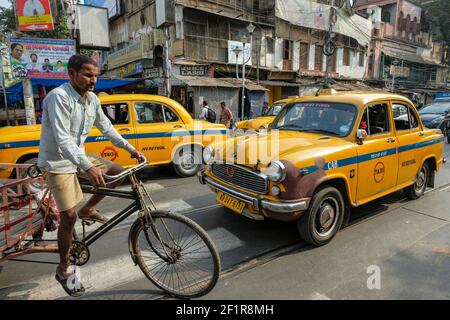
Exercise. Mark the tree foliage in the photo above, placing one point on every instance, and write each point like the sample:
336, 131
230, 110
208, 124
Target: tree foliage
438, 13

-*-*-

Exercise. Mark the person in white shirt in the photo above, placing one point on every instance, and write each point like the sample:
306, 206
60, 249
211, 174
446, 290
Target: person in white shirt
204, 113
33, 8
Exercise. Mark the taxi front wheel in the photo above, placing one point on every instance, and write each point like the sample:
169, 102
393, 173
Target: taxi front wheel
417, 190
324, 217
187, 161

-*-*-

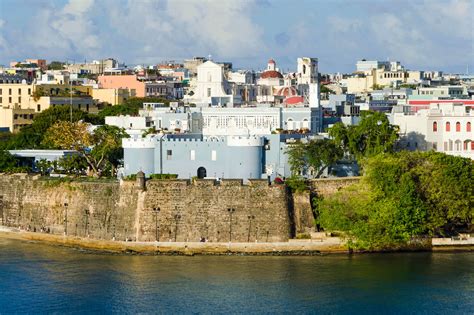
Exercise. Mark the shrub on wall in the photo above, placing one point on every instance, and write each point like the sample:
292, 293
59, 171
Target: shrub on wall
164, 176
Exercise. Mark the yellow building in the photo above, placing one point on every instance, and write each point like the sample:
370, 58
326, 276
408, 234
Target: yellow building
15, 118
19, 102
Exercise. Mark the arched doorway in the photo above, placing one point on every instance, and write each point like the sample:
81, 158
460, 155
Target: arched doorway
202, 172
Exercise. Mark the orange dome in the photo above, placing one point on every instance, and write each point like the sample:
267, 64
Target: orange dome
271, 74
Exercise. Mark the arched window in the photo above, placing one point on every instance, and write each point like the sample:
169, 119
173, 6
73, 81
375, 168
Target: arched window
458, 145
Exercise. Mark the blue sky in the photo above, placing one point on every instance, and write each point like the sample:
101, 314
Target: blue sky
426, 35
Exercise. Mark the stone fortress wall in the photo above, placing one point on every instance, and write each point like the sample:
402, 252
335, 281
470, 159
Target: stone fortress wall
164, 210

-*-*-

## TASK BRIEF
Find every line in the entries above that contains the word "wall" and copy each one out in full, treating capital and lowercase letters as different.

## REPLY
Exercise. Mark the shrub on wall in the photo above, placing one point on every instance, and write each point like the sample:
Target: shrub on wall
Exercise. Mark the stone fortress wall in the photo above, placing one point on every instance, and write each point like the sample:
Target: stone fortress wall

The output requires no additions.